#### TASK BRIEF
Output the entries verbatim, including every line.

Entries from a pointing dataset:
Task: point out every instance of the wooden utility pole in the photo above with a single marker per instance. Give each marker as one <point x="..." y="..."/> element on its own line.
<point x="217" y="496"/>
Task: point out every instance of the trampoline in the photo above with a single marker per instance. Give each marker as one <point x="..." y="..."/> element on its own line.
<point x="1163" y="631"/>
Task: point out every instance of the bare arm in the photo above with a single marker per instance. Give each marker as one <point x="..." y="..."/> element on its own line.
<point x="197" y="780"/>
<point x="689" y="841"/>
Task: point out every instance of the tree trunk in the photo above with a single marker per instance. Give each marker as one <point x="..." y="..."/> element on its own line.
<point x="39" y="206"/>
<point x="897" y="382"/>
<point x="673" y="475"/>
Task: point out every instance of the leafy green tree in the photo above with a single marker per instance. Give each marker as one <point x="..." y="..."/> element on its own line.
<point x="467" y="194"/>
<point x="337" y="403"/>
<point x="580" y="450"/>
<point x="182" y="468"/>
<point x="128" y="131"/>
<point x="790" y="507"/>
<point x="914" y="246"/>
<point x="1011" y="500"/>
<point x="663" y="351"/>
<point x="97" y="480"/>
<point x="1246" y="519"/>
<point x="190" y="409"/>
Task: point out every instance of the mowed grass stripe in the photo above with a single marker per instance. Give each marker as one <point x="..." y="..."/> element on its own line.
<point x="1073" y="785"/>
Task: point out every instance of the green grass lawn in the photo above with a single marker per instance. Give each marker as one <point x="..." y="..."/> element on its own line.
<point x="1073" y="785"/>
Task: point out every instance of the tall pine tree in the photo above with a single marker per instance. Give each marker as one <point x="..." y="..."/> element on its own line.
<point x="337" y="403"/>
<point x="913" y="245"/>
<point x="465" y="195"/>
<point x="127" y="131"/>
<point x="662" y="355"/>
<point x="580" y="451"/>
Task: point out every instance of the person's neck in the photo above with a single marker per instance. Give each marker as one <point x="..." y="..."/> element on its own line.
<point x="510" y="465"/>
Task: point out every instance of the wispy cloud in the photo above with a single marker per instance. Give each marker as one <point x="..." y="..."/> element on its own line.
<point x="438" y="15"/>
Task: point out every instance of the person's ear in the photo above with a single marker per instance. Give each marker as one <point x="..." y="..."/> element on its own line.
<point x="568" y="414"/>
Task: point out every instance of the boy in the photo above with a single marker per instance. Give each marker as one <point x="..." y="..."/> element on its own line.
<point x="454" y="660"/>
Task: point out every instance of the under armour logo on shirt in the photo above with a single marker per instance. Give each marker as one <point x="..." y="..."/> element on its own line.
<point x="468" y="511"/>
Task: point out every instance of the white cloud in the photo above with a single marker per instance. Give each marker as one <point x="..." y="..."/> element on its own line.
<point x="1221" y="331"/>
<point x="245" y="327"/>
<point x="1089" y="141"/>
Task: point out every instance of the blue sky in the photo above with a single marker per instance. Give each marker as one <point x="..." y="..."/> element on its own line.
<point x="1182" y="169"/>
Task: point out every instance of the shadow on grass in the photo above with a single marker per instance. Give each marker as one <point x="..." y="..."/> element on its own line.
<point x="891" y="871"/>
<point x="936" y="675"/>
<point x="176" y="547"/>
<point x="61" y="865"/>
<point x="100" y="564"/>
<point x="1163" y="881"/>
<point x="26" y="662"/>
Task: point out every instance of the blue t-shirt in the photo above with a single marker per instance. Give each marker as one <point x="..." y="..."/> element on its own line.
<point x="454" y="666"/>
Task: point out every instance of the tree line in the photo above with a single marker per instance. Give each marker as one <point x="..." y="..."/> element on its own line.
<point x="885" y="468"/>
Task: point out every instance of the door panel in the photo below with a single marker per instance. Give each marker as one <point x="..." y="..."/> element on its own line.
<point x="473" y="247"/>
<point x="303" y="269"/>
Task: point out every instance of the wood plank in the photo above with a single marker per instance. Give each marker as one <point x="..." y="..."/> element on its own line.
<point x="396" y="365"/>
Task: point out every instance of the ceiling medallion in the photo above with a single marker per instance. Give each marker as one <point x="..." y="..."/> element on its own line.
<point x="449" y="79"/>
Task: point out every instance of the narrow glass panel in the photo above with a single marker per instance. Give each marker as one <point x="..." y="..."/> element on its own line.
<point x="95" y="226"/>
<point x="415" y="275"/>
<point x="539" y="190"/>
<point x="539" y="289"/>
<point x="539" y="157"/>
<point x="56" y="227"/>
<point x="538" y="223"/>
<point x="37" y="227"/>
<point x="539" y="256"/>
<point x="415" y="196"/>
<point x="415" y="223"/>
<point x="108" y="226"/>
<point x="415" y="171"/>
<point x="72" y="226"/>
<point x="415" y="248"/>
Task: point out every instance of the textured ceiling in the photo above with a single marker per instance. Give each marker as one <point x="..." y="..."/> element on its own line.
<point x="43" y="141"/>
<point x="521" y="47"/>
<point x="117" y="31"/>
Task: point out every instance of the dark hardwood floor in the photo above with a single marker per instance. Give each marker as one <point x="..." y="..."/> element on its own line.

#### ANSWER FOR THE TASK
Task: point out every instance of the wooden utility pole in the photo above with a single marker per instance. Give each marker as one <point x="..." y="..."/> element on its own line.
<point x="217" y="496"/>
Task: point out every instance of the trampoline in the photo above with a single marker per instance. Give each marker as one <point x="..." y="..."/> element on its own line.
<point x="1163" y="631"/>
Task: point out every instance of the bare arm in the photo above with a single marker per instance. Give each marker as one <point x="..." y="..."/> element on its own line.
<point x="197" y="780"/>
<point x="689" y="841"/>
Task: point out every instance of the tree trunk in the photo above with a single marker per instance. Give each marker as one <point x="..." y="..."/> element on its own line.
<point x="39" y="206"/>
<point x="897" y="382"/>
<point x="673" y="475"/>
Task: point out every instance of the leafy green tree in the photo above with a single marker per instance. Give each marker as one <point x="..." y="..."/> element on its own line.
<point x="467" y="194"/>
<point x="337" y="403"/>
<point x="580" y="450"/>
<point x="182" y="468"/>
<point x="128" y="131"/>
<point x="790" y="507"/>
<point x="914" y="246"/>
<point x="1011" y="500"/>
<point x="663" y="351"/>
<point x="97" y="480"/>
<point x="1246" y="519"/>
<point x="190" y="409"/>
Task: point out every instance of the mowed grass stripe in the photo above with a single marker per instance. Give each marker as one <point x="..." y="..."/> element on its own line.
<point x="1073" y="785"/>
Task: point out every instance of the green grass lawn in the photo above with a single marker per instance. Give each marker as one <point x="..." y="..."/> element on its own line.
<point x="1073" y="785"/>
Task: point out every instance of the tall pine tree in the photo above with a single marker per instance. Give each marker as one <point x="..." y="..."/> element on its own line.
<point x="337" y="403"/>
<point x="913" y="245"/>
<point x="465" y="195"/>
<point x="127" y="131"/>
<point x="662" y="355"/>
<point x="580" y="451"/>
Task: point out every instance of the person's neck in the photo above with a single marker per instance. Give each marker as one <point x="..." y="..."/> element on its own line.
<point x="510" y="465"/>
Task: point out every instance of the wispy cloud in the photo above with a single marker per instance. Give each marker as one <point x="..." y="..."/> element on its own line.
<point x="438" y="15"/>
Task: point out every instance of the person's ear in the photo above with a single marker per instance. Give each marker as one <point x="..." y="..."/> element on its own line.
<point x="568" y="414"/>
Task: point out every instance of the boy in the photo above with a single marker per instance. Give each marker as one <point x="..." y="..."/> element on its own line.
<point x="454" y="660"/>
Task: point out every instance of the under armour logo on shirt in the photo above with a single marker per instance. Give each marker as one <point x="..." y="..."/> element on its own line.
<point x="468" y="511"/>
Task: point out every instance of the white cloud in the photo above with a single marker per instance. Give each marker as one <point x="..." y="..."/> element on its own line.
<point x="1221" y="331"/>
<point x="245" y="327"/>
<point x="1089" y="141"/>
Task: point out every instance of the blue sky in the photo above with a single marker per instance. Give each marker as one <point x="..." y="..."/> element on its own line.
<point x="1182" y="169"/>
Task: point out every instance of the shadow on grass in the photo above with a single marker per instance. Give each marker as one <point x="..." y="..."/> element on its own line.
<point x="891" y="871"/>
<point x="936" y="675"/>
<point x="176" y="547"/>
<point x="61" y="865"/>
<point x="100" y="564"/>
<point x="1163" y="881"/>
<point x="26" y="662"/>
Task: point out every instance of the blue t-shirt in the photo above with a single marker per instance. Give each marker as one <point x="..." y="..."/> element on its own line.
<point x="454" y="666"/>
Task: point out every instance of the tree line in the photo above with a single marker per instance. Give each marker as one <point x="..." y="..."/> element on its own line.
<point x="885" y="468"/>
Task: point out every instance of the door panel in the photo below with a single marker per instance. Give each marker as one <point x="..." y="..."/> element on its own line.
<point x="473" y="247"/>
<point x="303" y="269"/>
Task: point out every instance of the wood plank in the photo above with a single marker per instance. Give each marker as one <point x="..." y="..."/> element on its own line.
<point x="396" y="365"/>
Task: point out every instance of the ceiling medallion in the photo above with a single marker per instance. Give each marker as one <point x="..." y="..."/> element on its own line.
<point x="449" y="79"/>
Task: point out every instance of the narrow glass panel in the photo above with a single marker per instance. Give each marker as one <point x="..." y="..."/> element on its own line.
<point x="95" y="226"/>
<point x="415" y="275"/>
<point x="539" y="190"/>
<point x="539" y="289"/>
<point x="539" y="157"/>
<point x="56" y="227"/>
<point x="538" y="223"/>
<point x="37" y="227"/>
<point x="539" y="256"/>
<point x="415" y="196"/>
<point x="415" y="223"/>
<point x="108" y="226"/>
<point x="415" y="171"/>
<point x="72" y="226"/>
<point x="415" y="248"/>
Task: point out every instance of the textured ceiling in the photo above with a single marker per instance. Give each marker as one <point x="..." y="..."/> element on its own line.
<point x="43" y="141"/>
<point x="521" y="47"/>
<point x="117" y="31"/>
Task: point out every instance of the dark hardwood floor in the photo above with a single marker per instance. Give each marker as one <point x="..." y="..."/> element on its own line.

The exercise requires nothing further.